EXCERPT PROVIDED >>
God of the Yellow River

Hebo (河伯 (Lord of the River)), also known as Bingyi (冰夷), is the god of the Yellow River (Huang He). The Yellow River is the main river of northern China, one of the world's major rivers and a river of great cultural importance in China. This is reflected in Chinese mythology by the tales surrounding the deity Hebo.

The descriptive term Hebo is not the deity's only name, and his worship is geographically widespread. Some of the character ascribed to Hebo is related to the character of the Yellow River itself: a river that has been described as one of China's greatest assets as well as one of the greatest sources of sorrow. Some of the world's greatest floods accompanied by massive loss of human life have been due to the Yellow River overflowing its banks and even shifting course and establishing a new river bed. The Yellow River has also been one of the major agricultural sources for irrigation of farms that have provided for the dietary needs of the population at least from the cradle of Chinese civilization through the present day.

To some extent, the deity Hebo is a personification of the character of the Yellow River. However, Hebo has also had an important role in the history of religious worship in China (especially North China) and also having a more general function in terms of Chinese culture, including literature and poetry.

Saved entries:
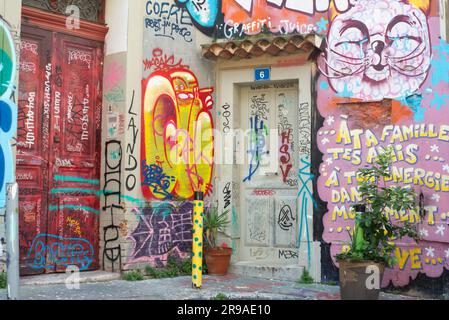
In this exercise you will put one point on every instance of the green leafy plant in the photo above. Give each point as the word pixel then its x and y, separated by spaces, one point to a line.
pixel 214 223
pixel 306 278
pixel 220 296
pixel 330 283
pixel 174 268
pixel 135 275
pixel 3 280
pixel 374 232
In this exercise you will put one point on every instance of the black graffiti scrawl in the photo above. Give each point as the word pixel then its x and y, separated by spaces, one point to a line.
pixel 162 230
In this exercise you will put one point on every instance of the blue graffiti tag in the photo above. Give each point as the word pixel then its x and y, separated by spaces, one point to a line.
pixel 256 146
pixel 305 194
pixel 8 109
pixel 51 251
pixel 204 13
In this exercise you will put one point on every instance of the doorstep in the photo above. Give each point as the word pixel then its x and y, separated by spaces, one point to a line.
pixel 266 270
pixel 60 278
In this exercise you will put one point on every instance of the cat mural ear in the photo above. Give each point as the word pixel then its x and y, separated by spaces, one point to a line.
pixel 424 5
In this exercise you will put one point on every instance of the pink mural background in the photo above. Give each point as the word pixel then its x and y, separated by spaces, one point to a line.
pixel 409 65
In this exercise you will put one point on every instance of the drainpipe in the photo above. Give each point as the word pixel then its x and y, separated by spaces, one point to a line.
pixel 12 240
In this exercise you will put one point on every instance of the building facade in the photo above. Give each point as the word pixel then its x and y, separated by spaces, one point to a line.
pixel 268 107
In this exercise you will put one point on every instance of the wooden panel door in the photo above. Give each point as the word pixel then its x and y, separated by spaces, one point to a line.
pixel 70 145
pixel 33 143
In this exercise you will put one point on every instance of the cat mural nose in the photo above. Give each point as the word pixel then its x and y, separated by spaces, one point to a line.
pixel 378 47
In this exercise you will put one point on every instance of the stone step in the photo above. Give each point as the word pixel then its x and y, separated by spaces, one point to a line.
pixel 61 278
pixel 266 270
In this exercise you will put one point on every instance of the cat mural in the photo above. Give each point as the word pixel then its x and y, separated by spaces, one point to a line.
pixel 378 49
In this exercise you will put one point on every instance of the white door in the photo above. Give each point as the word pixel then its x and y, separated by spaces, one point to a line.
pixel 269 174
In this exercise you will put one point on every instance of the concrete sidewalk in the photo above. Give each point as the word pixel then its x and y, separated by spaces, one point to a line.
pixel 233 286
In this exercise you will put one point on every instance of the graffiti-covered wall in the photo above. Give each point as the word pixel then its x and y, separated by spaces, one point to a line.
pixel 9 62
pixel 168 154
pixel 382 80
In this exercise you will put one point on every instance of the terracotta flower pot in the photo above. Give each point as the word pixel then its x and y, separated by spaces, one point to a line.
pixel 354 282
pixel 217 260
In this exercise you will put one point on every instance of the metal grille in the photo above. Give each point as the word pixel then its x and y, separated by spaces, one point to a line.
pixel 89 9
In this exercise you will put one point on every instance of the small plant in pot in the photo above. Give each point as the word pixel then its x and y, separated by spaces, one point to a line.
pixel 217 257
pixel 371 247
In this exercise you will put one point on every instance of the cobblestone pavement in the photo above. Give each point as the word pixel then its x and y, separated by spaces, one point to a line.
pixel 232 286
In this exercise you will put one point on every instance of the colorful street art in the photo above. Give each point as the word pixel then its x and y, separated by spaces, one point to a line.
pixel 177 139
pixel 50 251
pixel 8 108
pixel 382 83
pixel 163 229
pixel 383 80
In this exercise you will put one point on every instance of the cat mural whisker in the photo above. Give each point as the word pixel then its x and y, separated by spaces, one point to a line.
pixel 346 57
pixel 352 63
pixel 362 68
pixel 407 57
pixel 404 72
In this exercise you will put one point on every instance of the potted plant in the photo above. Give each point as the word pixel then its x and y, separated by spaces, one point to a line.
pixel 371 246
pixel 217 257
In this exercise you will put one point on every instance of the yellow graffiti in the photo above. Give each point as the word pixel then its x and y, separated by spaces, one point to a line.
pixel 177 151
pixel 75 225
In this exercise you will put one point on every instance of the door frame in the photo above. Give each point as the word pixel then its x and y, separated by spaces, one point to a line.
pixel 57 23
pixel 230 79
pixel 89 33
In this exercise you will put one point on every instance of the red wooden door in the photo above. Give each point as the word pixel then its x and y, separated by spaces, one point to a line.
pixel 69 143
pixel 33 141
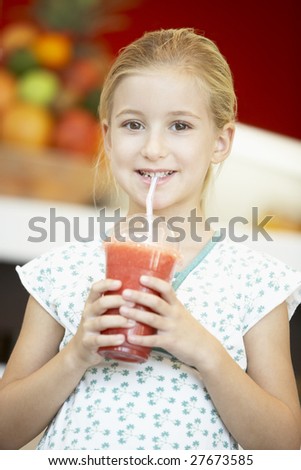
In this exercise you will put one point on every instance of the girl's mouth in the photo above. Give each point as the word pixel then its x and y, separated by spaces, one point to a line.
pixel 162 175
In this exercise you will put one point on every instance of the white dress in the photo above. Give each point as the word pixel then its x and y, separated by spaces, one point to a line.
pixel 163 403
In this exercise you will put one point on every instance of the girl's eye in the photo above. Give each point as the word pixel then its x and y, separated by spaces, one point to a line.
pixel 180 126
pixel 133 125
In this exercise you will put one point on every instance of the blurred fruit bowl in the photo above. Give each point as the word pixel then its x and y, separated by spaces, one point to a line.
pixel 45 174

WORK REQUIRED >> Write out the passage about the god of the Yellow River from "The descriptive term" to "the present day.".

RESULT OF THE TASK >>
The descriptive term Hebo is not the deity's only name, and his worship is geographically widespread. Some of the character ascribed to Hebo is related to the character of the Yellow River itself: a river that has been described as one of China's greatest assets as well as one of the greatest sources of sorrow. Some of the world's greatest floods accompanied by massive loss of human life have been due to the Yellow River overflowing its banks and even shifting course and establishing a new river bed. The Yellow River has also been one of the major agricultural sources for irrigation of farms that have provided for the dietary needs of the population at least from the cradle of Chinese civilization through the present day.